Whence the lack of business knowledge among otherwise smart and talented (and highly educated) men and women? There are two simple reasons:
First, many cardinals, archbishops, bishops, priests, sisters and brothers now in their 60s and 70s (that is, those running things in the church) often entered their seminaries or religious orders right out of college, even high school. Thus, many (not all, but many) did not have the important experience of having to earn a paycheck, balance a checkbook, manage employees, read a balance sheet, invest in the stock market, and so on.
The second reason is more basic. Once in the seminary or religious order, business education was not a part of their training. This is an immense lacuna in the training of priests and men and women in religious orders.

────────────────

- Exercise instructions -
(A) Decide whether each statement below agrees with the excerpt on business knowledge among church leaders. Give yes or no for each, quoting the words from the excerpt that settle it.
(i) Business education formed part of the training in seminaries and religious orders.
(ii) Many of those now running things in the church entered their seminaries or religious orders right out of college or even high school.
(iii) The excerpt offers three reasons for the lack of business knowledge.
(B) According to the excerpt on business knowledge among church leaders, how old are the cardinals, archbishops, bishops, priests, sisters and brothers who are running things in the church?
(C) Return the part of the excerpt on business knowledge among church leaders from "Whence the lack" up to and including "market, and so on.", with no change to its wording.

────────────────

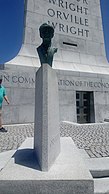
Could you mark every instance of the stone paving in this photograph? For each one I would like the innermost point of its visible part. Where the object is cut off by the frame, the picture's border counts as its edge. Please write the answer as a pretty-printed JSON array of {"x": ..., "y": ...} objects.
[{"x": 93, "y": 138}]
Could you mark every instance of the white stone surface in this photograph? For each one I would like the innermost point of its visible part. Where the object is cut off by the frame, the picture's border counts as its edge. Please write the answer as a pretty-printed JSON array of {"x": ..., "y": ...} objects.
[
  {"x": 68, "y": 174},
  {"x": 47, "y": 133},
  {"x": 68, "y": 21}
]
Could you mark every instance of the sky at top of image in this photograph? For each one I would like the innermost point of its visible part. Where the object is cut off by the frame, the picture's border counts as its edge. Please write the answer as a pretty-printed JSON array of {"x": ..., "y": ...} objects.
[{"x": 12, "y": 22}]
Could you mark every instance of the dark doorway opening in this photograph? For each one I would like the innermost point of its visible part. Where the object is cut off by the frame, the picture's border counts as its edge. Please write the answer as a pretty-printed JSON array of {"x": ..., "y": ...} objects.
[{"x": 85, "y": 107}]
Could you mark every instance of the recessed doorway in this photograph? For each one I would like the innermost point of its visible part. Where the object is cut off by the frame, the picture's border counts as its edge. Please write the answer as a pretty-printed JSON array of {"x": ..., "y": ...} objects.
[{"x": 85, "y": 107}]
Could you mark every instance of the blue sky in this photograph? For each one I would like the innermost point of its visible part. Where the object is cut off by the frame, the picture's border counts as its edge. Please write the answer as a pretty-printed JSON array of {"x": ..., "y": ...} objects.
[{"x": 11, "y": 27}]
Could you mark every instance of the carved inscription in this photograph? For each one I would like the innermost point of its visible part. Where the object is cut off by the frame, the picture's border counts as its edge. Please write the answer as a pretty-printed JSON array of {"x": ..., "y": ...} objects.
[{"x": 80, "y": 83}]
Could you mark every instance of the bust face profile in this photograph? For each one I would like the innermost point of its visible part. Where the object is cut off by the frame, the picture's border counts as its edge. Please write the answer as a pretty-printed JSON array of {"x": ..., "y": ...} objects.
[
  {"x": 45, "y": 50},
  {"x": 46, "y": 31}
]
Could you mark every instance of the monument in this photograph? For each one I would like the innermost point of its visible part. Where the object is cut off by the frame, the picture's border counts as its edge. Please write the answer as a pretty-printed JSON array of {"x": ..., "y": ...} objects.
[
  {"x": 80, "y": 63},
  {"x": 63, "y": 173}
]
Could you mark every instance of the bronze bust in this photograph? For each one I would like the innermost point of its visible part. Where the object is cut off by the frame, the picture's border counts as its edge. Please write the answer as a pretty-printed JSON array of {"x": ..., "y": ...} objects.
[{"x": 45, "y": 50}]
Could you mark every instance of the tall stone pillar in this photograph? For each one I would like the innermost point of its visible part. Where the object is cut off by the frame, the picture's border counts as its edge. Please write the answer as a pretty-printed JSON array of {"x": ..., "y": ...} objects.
[{"x": 46, "y": 131}]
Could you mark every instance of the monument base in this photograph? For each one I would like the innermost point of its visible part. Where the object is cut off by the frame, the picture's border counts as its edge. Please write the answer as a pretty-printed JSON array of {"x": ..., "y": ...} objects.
[{"x": 68, "y": 175}]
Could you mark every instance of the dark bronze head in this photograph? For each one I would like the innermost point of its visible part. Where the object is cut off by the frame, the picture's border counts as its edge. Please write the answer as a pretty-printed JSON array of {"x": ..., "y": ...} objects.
[{"x": 46, "y": 31}]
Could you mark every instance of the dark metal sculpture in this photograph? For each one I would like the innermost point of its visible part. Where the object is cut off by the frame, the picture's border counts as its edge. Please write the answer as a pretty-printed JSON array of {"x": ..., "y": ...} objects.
[{"x": 45, "y": 50}]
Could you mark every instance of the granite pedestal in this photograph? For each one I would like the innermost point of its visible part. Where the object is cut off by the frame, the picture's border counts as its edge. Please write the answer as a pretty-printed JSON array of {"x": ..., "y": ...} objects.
[
  {"x": 46, "y": 132},
  {"x": 68, "y": 175}
]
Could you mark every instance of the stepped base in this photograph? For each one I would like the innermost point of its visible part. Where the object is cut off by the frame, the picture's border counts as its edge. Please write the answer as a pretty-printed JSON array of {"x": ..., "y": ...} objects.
[{"x": 68, "y": 175}]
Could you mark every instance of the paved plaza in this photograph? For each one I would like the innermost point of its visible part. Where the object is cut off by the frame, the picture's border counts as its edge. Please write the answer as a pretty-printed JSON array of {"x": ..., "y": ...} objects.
[{"x": 95, "y": 140}]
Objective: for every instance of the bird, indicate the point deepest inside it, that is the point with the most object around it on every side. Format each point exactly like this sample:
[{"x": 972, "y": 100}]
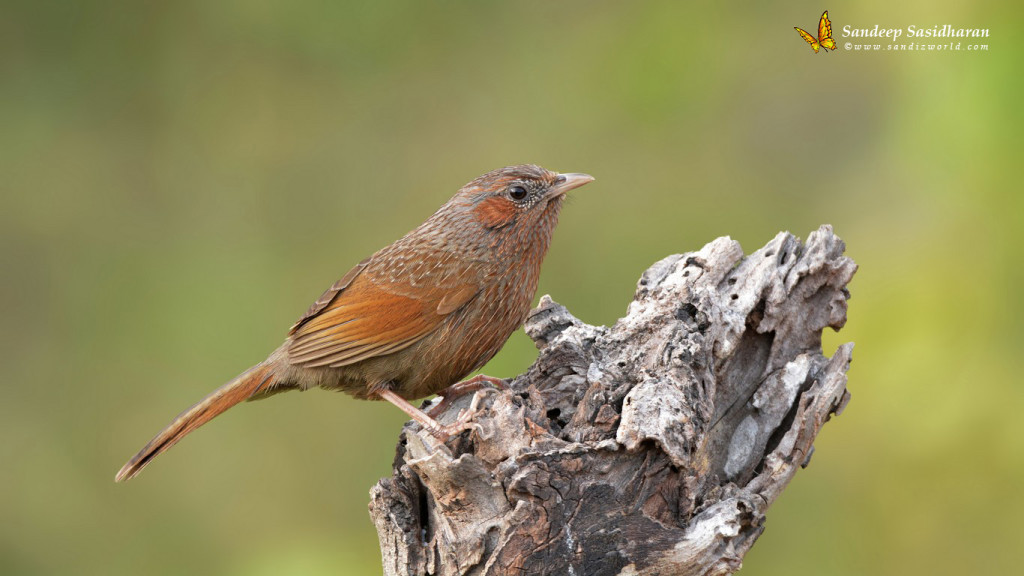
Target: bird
[{"x": 417, "y": 316}]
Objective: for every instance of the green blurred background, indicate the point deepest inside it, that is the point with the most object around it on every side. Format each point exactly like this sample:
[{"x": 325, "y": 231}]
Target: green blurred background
[{"x": 181, "y": 179}]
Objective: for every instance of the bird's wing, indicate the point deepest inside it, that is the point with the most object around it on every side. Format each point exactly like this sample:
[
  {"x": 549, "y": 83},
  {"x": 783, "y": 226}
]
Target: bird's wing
[{"x": 367, "y": 316}]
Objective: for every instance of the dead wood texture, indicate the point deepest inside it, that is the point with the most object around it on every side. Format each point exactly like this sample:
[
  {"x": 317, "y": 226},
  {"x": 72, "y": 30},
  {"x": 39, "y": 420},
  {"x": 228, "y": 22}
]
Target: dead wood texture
[{"x": 652, "y": 447}]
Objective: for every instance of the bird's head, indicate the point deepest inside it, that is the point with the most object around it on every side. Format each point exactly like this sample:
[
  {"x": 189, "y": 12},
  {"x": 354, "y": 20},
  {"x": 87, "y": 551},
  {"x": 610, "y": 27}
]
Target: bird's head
[{"x": 519, "y": 197}]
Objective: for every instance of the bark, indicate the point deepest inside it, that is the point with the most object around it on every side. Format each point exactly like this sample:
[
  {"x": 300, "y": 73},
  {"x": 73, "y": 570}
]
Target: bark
[{"x": 651, "y": 447}]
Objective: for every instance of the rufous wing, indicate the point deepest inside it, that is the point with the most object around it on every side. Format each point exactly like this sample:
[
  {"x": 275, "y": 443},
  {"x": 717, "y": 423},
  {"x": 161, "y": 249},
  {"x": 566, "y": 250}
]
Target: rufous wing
[
  {"x": 368, "y": 318},
  {"x": 810, "y": 39}
]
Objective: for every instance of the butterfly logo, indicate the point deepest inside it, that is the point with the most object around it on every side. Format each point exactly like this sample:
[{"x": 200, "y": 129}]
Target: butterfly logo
[{"x": 824, "y": 35}]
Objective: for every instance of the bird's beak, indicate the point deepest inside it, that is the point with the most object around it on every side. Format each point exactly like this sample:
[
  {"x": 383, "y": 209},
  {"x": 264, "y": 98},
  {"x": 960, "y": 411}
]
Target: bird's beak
[{"x": 565, "y": 182}]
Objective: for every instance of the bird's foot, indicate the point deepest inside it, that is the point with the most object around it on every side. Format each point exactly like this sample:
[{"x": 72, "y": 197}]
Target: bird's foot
[
  {"x": 460, "y": 389},
  {"x": 438, "y": 430}
]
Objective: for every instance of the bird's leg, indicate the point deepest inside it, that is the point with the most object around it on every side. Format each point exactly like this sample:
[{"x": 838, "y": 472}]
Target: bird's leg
[
  {"x": 436, "y": 429},
  {"x": 460, "y": 389}
]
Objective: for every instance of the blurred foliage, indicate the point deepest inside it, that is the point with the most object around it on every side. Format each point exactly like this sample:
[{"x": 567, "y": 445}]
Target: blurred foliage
[{"x": 180, "y": 179}]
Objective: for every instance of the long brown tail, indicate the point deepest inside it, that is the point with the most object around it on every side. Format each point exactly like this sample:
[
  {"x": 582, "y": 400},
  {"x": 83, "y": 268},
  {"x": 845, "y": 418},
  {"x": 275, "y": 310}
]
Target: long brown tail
[{"x": 257, "y": 378}]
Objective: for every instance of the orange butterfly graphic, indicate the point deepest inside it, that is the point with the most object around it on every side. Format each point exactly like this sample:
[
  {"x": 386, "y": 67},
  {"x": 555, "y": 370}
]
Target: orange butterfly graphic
[{"x": 824, "y": 35}]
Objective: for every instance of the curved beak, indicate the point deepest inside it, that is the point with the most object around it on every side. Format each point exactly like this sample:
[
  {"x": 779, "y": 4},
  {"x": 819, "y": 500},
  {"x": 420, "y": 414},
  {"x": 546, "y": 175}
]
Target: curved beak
[{"x": 565, "y": 182}]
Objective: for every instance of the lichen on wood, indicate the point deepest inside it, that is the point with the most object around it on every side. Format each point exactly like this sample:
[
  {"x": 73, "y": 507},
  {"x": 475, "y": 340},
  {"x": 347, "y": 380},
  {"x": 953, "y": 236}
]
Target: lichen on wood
[{"x": 651, "y": 447}]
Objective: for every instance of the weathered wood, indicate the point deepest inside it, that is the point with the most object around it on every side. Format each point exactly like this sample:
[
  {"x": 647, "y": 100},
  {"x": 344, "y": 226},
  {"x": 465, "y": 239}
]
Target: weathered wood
[{"x": 652, "y": 447}]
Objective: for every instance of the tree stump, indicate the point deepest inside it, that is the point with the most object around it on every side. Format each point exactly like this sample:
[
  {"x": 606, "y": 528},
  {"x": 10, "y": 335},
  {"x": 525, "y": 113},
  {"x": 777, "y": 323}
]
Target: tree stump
[{"x": 652, "y": 447}]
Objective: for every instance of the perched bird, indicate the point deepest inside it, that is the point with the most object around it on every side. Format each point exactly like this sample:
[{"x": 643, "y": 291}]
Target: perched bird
[{"x": 416, "y": 317}]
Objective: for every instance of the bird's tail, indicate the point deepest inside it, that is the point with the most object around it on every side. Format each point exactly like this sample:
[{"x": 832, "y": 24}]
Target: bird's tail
[{"x": 259, "y": 378}]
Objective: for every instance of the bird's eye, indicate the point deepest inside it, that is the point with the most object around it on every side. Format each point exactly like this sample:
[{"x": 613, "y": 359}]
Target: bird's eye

────────────────

- Answers to the exercises -
(A)
(i) No: "Once in the seminary or religious order, business education was not a part of their training."
(ii) Yes: "often entered their seminaries or religious orders right out of college, even high school"
(iii) No: "There are two simple reasons"

(B) They are in their 60s and 70s.

(C)
Whence the lack of business knowledge among otherwise smart and talented (and highly educated) men and women? There are two simple reasons:
First, many cardinals, archbishops, bishops, priests, sisters and brothers now in their 60s and 70s (that is, those running things in the church) often entered their seminaries or religious orders right out of college, even high school. Thus, many (not all, but many) did not have the important experience of having to earn a paycheck, balance a checkbook, manage employees, read a balance sheet, invest in the stock market, and so on.